## What to produce
From the line containing "of the yellow" down to the last line of the material below, copy each line exactly and leave out the rest.

### Task inputs

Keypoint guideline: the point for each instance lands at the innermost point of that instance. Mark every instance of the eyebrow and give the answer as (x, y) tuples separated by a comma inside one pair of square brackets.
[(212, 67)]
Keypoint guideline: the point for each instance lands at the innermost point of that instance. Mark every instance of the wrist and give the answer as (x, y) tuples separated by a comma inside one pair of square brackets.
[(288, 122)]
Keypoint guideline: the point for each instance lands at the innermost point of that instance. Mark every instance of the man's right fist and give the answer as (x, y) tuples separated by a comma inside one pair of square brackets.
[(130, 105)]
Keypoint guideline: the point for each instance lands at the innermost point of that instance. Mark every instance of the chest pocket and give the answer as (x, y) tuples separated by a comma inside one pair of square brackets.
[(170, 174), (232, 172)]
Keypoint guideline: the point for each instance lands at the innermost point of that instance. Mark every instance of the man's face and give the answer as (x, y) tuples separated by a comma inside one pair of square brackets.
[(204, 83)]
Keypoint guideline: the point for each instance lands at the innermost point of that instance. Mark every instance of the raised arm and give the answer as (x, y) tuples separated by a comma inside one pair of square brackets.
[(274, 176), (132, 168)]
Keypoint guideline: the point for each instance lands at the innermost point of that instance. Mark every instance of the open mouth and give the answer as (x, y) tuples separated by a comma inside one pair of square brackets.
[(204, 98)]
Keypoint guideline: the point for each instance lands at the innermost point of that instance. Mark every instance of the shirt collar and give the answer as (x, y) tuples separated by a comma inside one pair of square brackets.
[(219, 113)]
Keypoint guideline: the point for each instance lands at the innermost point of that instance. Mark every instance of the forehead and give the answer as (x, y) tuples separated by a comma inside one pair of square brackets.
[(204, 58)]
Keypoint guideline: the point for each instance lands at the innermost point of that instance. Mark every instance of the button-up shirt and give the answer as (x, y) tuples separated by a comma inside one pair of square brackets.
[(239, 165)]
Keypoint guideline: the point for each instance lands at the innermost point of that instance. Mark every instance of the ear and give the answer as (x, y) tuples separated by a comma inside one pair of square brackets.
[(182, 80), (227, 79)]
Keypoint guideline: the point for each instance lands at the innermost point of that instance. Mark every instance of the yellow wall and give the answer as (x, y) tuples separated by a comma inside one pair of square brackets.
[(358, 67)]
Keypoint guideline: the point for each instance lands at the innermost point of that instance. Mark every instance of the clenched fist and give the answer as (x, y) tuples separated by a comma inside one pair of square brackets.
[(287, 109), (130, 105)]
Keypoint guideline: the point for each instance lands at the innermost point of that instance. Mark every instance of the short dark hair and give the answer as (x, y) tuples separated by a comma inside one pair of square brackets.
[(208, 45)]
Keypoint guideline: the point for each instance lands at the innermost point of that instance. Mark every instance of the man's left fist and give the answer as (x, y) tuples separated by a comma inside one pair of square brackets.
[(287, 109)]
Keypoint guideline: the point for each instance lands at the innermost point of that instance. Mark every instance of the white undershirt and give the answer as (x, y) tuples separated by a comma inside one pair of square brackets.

######

## Response box
Keypoint guideline: the point for each instance lands at the innermost point of that instance. Mark every instance of the yellow wall and give the answer as (x, y) tuples separated by a comma inside one pair of square brackets.
[(358, 67)]
Keypoint guideline: the point for each instance lands at the innermost point of that instance. Mark every instance of the clenched fist and give the answer as (x, y) tuples separated by a comma inside one pair of square brackets.
[(287, 109), (130, 105)]
Keypoint guideline: the point for each instance lands at the innermost point of that instance. Mark every instance of the short dark hair and give the answer as (x, y) tuples separated by a comma inside one pair of square brackets.
[(208, 45)]
Keypoint guideline: the point for each instance lands at the innermost point of that instance. Mark every instance of the man's left fist and give the answer as (x, y) tuples separated by a comma inside one pair of square brackets.
[(287, 109)]
Keypoint guideline: the point for each instance lands at the innermost point of that instance. Mark every instance of the white undershirt and give the answer as (x, y) tuples separated by a comma inside one pair of square brackets.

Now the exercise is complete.